[Material for the task]

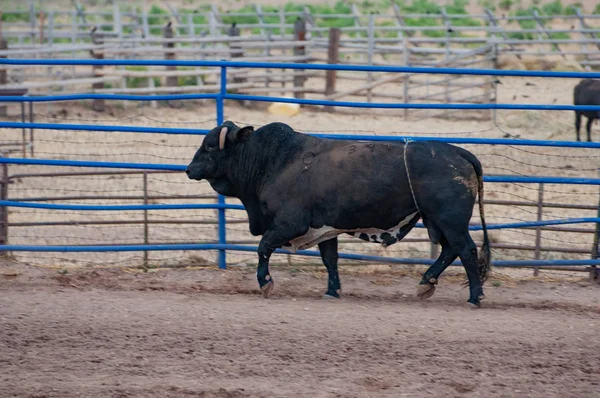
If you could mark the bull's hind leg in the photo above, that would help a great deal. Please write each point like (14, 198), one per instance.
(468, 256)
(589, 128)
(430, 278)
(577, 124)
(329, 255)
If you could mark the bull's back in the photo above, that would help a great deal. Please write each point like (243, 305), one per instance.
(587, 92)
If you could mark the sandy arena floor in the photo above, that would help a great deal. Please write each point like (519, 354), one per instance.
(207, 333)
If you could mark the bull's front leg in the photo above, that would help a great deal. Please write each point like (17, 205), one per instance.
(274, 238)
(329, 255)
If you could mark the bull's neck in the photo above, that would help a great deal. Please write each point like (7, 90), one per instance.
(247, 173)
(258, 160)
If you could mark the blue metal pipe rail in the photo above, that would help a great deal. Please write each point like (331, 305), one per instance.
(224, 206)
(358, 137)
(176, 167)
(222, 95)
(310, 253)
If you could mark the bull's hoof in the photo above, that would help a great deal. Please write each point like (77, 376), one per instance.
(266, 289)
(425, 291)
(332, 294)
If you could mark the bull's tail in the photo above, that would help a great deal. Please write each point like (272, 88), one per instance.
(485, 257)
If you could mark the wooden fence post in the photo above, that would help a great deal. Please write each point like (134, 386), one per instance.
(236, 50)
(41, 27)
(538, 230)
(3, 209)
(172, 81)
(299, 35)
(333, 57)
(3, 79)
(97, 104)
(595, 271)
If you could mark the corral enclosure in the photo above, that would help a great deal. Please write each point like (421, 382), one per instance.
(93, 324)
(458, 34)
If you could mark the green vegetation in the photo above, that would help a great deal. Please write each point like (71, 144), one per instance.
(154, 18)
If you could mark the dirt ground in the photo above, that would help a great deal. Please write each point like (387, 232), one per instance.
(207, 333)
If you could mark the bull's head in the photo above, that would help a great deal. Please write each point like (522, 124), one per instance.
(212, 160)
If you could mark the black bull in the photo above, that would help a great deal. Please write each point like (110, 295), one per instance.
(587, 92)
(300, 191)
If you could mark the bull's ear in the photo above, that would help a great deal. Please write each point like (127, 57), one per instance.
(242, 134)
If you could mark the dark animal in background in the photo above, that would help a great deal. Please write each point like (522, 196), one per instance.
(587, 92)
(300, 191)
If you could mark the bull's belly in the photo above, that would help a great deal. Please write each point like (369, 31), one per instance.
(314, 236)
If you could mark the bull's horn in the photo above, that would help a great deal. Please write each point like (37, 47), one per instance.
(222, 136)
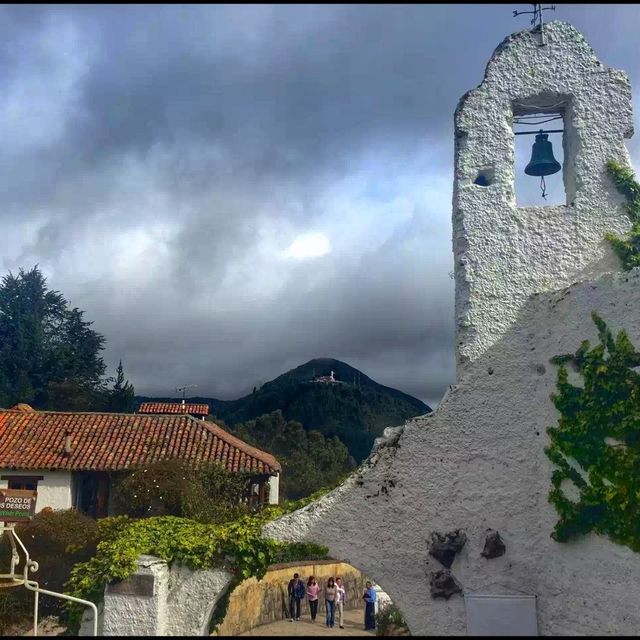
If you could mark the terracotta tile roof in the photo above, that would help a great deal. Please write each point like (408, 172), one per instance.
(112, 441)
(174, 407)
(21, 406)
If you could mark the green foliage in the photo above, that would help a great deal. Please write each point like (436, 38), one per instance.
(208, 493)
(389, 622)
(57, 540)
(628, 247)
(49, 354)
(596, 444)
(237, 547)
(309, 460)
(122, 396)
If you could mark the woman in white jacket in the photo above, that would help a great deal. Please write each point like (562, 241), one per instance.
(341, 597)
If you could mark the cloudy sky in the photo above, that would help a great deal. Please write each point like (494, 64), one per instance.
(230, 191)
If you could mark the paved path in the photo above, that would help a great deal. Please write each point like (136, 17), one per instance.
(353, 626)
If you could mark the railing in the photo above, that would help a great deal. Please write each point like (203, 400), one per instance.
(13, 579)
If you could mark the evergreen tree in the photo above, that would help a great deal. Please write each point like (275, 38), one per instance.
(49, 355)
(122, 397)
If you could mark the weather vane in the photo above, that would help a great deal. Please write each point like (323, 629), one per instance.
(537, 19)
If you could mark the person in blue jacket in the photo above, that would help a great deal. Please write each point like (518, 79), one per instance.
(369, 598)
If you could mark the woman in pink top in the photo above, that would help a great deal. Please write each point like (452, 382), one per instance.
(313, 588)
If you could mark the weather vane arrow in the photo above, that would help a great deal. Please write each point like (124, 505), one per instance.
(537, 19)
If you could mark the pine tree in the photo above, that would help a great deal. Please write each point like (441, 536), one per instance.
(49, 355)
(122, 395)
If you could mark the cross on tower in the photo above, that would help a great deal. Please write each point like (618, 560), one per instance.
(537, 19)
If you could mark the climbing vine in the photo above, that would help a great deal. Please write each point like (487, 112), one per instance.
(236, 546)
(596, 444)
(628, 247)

[/Material for the task]

### What you should do:
Write out the material above again, word for word, minus its pictures.

### Response box:
If you could mark the bull's hind leg in the photo above, that would help a great deal. Please write each point like (14, 198), one per instance.
(468, 256)
(589, 128)
(430, 278)
(577, 124)
(329, 255)
If you could mark the bull's back in the photo above, that would help a great deal. Please write each point like (243, 305), one per instance.
(587, 92)
If you could mark the sandy arena floor in the photo above, that would help a great deal. Please write each point like (519, 354), one per instance.
(207, 333)
If you could mark the bull's front leg in the photo above, that would help a great deal. Please write each point like (17, 205), one per instance.
(274, 238)
(329, 255)
If you could mark the bull's neck in the photo above, that would help a great deal. Please write each point like (7, 90), one per instance.
(247, 173)
(258, 160)
If you could mark the blue metal pipe rail in the photo above, that would help a great deal. Please write each point like (331, 305), one per instance.
(224, 206)
(358, 137)
(176, 167)
(222, 95)
(310, 253)
If you could mark the bull's hoof in the photo above, that would help a great deal. Please write each point like (77, 376), one per instance.
(266, 289)
(425, 291)
(332, 294)
If you could mark the bull's tail in the photo above, that would help a great deal. Please write each point like (272, 88), one per instance.
(485, 257)
If you could mark the wooden fence post in the photo above, that would help a great deal. Please write each point like (134, 386), one per instance.
(236, 50)
(41, 27)
(538, 230)
(3, 209)
(172, 81)
(299, 35)
(333, 57)
(3, 79)
(97, 104)
(595, 271)
If you could mark the corral enclosure in the photo above, that would help a great deal. Please write each point like (421, 382), one per instance.
(93, 324)
(458, 34)
If you could mark the green vegetation in the photo above, that would help a great deal. Please write each point like (71, 144), one per instance.
(154, 18)
If you could mark the dirt ground in the photo above, that would help a great deal. Please write each point like (387, 232), one per instance.
(207, 333)
If you could mark the bull's head in the photo above, that would help a great deal. Please write each point like (522, 124), one per instance.
(212, 160)
If you could mark the black bull in the photo above, that would help a great deal. Please write each point like (110, 295), one per instance.
(587, 92)
(300, 191)
If you could mark the bull's ear in the photo above, that would help a great deal. Please write each point like (127, 57), one per instance.
(242, 134)
If you could mark the dark animal in background in the photo above, that would help a great deal. Please write each point like (522, 196), one per instance.
(587, 92)
(300, 191)
If you could mark the bull's belly in the photo above, that would help a great deal. Please write each point like (369, 31), one per instance.
(314, 236)
If you could mark the bull's horn in the photo above, that would help a great deal. Please write each point like (37, 47), one per instance.
(222, 136)
If you could mark the terracotta tile roof in the photo above, that would help a great deal. Please write each point like (408, 172), one per instance.
(112, 441)
(174, 407)
(21, 406)
If you could mark the green foliage in the photo above, that would help a great deal. Please write each point like (436, 38), one per instance.
(208, 493)
(389, 622)
(57, 540)
(628, 247)
(49, 354)
(596, 444)
(237, 547)
(309, 460)
(122, 396)
If you could mark the woman in white jacket in the photo above, that would help a great deal. Please write each point like (562, 241), one per instance.
(341, 597)
If you could mark the cloudy sky in the photo above, that would help a great deal. Please write each point like (494, 64), one per instance.
(230, 191)
If you could mark the paved path in the photo above, that would help a great deal. Please write each point like (136, 17), one per instance.
(353, 626)
If you could mark the railing in the photo above, that would help a great deal. Please write each point like (203, 400), one per instance.
(13, 579)
If you could mark the evergreen tree in the photo above, that would help a great deal. Please write each point like (275, 38), one per instance.
(49, 355)
(122, 397)
If you could mark the weather vane in the photo above, that would help a great deal. Please write each point like (323, 629), one per instance.
(537, 19)
If you could mark the person in blue jacket in the photo above, that would help a great deal. Please write each point like (518, 79), one per instance.
(369, 598)
If you could mark the woman in pink top in the photo above, that would help a great deal. Please write each point like (452, 382), one per instance.
(313, 588)
If you could mark the weather vane arrow in the photo above, that would help a great deal. Please write each point like (124, 505), one per instance.
(537, 19)
If you could mark the pine tree in the photo above, that would help a great deal. Please write each point like (441, 536), one per instance.
(49, 355)
(122, 395)
If you could mark the cross on tower in the photo above, that would help a great deal. Please write each point like (618, 560), one per instance.
(537, 19)
If you could mark the climbing vine in the photo above, that would help a great deal. Please write each point like (487, 112), one per instance.
(236, 546)
(596, 444)
(628, 247)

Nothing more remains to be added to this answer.